Exercise passage:
- - -

The disappearing manager. Reasons your management team are defecting. 

Managers are leaving and your best team members are unlikely to want to step into their shoes. How are they feeling and what can you do? 

I’ve commented before on the current middle management shift, and an article I read recently in Fortune highlighted in detail the pressures and problem managers are facing. The brutal reality is that lots of people no longer want to be managers – many citing that a 20% pay rise is simply not worth the headache or the additional layers of management on top of them. 

Managers have spent much of the past two years like everyone else, struggling to keep up with their workloads while living through a pandemic — with some additional stressors. The C-suite puts the onus on managers to improve company culture, retention, and employee performance, while employees expect their manager to support, motivate, and value them. The pressure coming from both directions has made managers much more likely to burn out and look for a different role — often time eschewing future management roles altogether.

- - -

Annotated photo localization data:
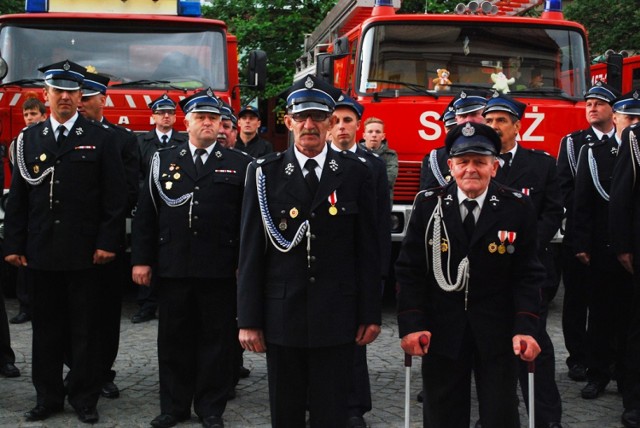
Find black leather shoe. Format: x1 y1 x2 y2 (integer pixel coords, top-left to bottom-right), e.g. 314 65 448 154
569 363 587 382
347 416 367 428
100 381 120 398
131 309 156 324
9 312 31 324
76 406 100 424
202 416 224 428
24 404 63 422
0 363 20 377
580 381 609 400
620 409 640 428
239 366 251 379
151 413 191 428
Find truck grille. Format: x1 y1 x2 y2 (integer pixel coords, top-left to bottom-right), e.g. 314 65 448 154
393 161 422 204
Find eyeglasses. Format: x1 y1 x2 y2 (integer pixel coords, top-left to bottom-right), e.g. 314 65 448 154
291 111 331 123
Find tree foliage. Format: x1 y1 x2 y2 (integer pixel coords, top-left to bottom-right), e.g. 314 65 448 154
564 0 640 55
203 0 336 98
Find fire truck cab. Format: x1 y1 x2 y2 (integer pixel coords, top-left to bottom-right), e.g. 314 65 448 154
0 0 266 188
296 0 589 241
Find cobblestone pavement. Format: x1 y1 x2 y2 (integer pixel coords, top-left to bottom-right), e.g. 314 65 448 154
0 290 622 428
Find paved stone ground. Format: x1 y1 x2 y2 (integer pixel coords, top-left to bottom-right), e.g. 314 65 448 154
0 284 622 428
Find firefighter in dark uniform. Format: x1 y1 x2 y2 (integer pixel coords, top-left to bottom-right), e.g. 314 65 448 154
79 72 140 398
4 61 127 423
330 94 391 428
131 89 250 428
609 89 640 428
573 88 640 399
131 94 187 324
557 82 619 381
396 122 544 428
420 98 457 190
238 75 381 428
235 105 273 158
483 92 562 428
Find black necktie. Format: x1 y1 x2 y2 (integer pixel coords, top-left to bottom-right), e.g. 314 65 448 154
462 199 478 239
499 152 513 175
56 125 67 147
304 159 320 195
195 149 207 175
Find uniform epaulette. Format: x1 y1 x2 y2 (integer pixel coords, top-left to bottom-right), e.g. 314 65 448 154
498 186 525 201
527 149 552 157
254 152 283 166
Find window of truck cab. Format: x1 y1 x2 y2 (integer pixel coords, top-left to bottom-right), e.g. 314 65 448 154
0 20 229 90
356 20 589 99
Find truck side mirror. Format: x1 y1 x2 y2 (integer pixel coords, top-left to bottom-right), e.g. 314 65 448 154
247 50 267 91
316 53 334 85
607 52 623 92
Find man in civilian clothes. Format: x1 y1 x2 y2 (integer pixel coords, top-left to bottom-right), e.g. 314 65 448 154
4 61 127 423
131 89 250 428
238 75 381 428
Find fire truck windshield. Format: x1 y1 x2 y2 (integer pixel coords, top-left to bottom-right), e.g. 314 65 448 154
0 22 228 90
356 21 588 99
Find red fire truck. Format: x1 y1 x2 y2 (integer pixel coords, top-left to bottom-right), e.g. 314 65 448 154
0 0 266 188
296 0 590 241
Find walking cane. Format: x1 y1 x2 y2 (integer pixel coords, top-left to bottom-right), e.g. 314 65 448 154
404 334 429 428
520 340 536 428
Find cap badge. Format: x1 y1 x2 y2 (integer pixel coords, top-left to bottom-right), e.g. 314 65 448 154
284 162 294 175
304 76 313 89
462 122 476 137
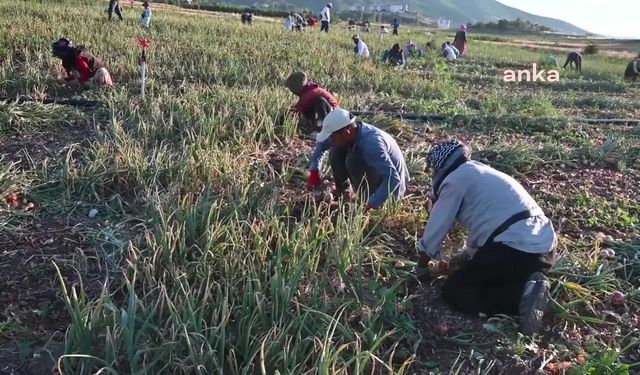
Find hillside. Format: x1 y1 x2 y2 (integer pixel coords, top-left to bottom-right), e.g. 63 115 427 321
218 0 587 34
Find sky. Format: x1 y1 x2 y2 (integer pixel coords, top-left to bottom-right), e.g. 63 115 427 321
498 0 640 39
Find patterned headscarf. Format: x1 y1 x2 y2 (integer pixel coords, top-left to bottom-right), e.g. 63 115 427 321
427 139 464 170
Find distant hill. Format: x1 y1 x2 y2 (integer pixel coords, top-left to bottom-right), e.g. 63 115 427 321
214 0 587 34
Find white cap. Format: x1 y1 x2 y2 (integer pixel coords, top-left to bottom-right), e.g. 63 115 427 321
316 108 356 142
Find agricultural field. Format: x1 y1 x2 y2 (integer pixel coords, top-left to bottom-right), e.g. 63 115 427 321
0 0 640 374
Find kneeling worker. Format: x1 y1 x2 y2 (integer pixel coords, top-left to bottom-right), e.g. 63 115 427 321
51 38 113 88
418 140 557 335
307 109 409 210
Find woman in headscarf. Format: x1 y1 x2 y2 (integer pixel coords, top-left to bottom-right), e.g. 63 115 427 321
453 25 467 56
624 53 640 82
418 140 557 334
51 38 113 88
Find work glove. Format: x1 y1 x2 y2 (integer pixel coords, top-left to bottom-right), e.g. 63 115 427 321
449 251 471 270
415 251 431 283
307 169 322 190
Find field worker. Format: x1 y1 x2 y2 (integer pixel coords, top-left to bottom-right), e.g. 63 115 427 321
442 43 458 60
307 109 409 211
624 54 640 82
540 55 560 68
380 25 389 39
320 3 333 33
140 1 151 29
352 35 369 58
404 39 424 60
391 18 400 35
562 51 582 73
284 72 340 131
453 25 467 56
107 0 124 21
418 140 557 334
240 12 253 25
284 16 294 31
382 43 406 66
291 13 307 31
51 38 113 88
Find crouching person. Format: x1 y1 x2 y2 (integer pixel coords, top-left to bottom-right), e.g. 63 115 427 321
307 109 409 210
51 38 113 88
624 54 640 82
284 71 340 132
418 141 557 335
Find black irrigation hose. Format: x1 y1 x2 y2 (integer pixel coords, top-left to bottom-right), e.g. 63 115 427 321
0 96 102 108
0 96 640 125
351 111 640 125
351 111 448 121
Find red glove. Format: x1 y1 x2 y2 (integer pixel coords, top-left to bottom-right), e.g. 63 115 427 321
307 169 322 190
418 251 431 268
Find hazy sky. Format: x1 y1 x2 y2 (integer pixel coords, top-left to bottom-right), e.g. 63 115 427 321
498 0 640 39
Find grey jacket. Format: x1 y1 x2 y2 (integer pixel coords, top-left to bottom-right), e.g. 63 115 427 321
418 160 557 260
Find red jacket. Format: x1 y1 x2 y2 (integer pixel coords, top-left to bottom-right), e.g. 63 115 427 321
62 51 104 82
293 82 340 113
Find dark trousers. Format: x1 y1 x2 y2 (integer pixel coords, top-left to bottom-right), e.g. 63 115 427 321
442 243 555 315
329 146 382 199
624 61 640 82
107 1 124 21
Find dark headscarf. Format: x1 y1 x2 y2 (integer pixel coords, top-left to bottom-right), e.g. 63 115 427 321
427 139 471 203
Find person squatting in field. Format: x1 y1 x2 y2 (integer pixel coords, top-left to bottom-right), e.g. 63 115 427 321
417 140 557 334
320 3 333 33
382 43 406 66
140 1 151 29
453 25 467 56
442 42 460 60
307 109 410 211
351 35 369 58
284 72 340 131
51 38 113 88
240 12 253 25
562 51 582 73
107 0 124 21
624 53 640 82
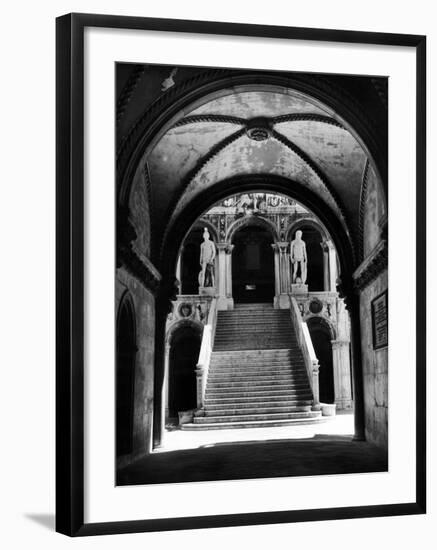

- - -

Brief 1: According to the passage on disappearing managers, why have managers become much more likely to burn out and look for a different role?
Brief 2: Summarize the passage on disappearing managers in two sentences.

Answer space 1: They face pressure from two directions. The C-suite holds them responsible for improving company culture, retention, and employee performance, while employees expect them to support, motivate, and value them. This comes on top of struggling to keep up with their workloads during a pandemic.

Answer space 2: Many people no longer want to be managers, and many say a 20% pay rise is not worth the headache or the extra layers of management above them. Squeezed between the C-suite's demands and employees' expectations during the pandemic, managers are more likely to burn out and leave, often avoiding future management roles altogether.